Records for processing:
----

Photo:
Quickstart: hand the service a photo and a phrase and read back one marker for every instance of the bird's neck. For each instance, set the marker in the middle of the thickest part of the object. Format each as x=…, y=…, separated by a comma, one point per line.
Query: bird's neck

----

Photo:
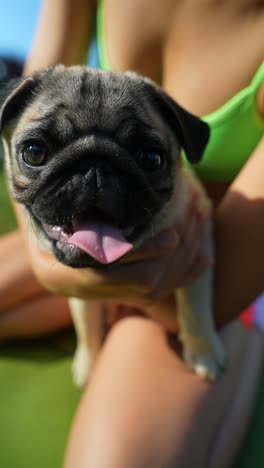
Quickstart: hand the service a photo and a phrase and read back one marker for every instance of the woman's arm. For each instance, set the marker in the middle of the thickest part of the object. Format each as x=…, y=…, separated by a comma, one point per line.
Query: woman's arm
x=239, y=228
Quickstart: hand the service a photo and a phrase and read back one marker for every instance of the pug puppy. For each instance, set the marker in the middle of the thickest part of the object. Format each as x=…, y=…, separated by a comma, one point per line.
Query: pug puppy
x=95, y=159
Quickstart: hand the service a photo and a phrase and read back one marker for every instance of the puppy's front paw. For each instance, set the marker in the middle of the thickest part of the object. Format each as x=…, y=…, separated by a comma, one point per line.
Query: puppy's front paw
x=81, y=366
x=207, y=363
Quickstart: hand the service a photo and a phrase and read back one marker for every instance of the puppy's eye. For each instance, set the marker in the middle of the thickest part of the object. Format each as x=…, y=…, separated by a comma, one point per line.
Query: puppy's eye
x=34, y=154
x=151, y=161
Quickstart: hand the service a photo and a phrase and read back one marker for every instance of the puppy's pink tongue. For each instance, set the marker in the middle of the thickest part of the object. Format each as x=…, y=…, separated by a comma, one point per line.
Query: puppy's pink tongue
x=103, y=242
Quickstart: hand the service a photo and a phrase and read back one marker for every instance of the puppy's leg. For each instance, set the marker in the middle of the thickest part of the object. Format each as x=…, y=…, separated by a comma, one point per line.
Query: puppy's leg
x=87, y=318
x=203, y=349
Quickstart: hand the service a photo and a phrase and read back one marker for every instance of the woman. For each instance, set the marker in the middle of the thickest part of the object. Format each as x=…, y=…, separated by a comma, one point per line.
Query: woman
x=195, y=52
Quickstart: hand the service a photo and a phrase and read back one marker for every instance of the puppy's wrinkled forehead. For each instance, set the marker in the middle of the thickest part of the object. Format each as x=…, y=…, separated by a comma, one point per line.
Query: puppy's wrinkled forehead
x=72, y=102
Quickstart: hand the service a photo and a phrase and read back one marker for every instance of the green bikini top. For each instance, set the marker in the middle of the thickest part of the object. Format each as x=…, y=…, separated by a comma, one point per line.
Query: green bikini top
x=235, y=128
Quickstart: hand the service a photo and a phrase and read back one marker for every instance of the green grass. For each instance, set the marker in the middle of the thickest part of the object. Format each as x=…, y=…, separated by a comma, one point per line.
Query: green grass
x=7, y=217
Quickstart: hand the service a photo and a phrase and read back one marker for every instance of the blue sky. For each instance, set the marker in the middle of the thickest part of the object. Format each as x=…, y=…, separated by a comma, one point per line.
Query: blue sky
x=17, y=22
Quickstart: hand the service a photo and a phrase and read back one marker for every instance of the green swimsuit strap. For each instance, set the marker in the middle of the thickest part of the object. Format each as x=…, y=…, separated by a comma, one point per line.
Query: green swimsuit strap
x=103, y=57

----

Your task:
Print the data above exactly, starting at the line that contains "the green bikini" and ending at the line that contains "x=103, y=57", and include both of those lines.

Correct result:
Quickstart: hand the service a photo and a phrase and read back one marker for every instance of the green bikini top. For each instance, set the marker in the middle of the thickest part of the object. Format each as x=…, y=…, separated by a comma, one point per line.
Query: green bikini top
x=235, y=128
Quickstart: hand the service a photo and a phrase and read back one marker for every instance of the green grass. For each instance, set the marker in the middle of the thickest part of the object. Format each as x=…, y=…, separated by a comma, one point per line.
Query: green grass
x=7, y=217
Quickstart: hand the service a photo and a phrase and read back one marker for every instance of the blue sky. For each instance, set the marker in the middle of the thickest part of the object. Format each as x=…, y=…, separated by a comma, one point per line.
Query: blue sky
x=17, y=22
Quickstart: hand the service a photo and a phrase and read back one marker for every instance of the green swimsuit strap. For each instance, set the marker in the middle of the thickest part of the object. Format each as x=…, y=…, separated by a comma, one point per line.
Query: green swimsuit strap
x=103, y=57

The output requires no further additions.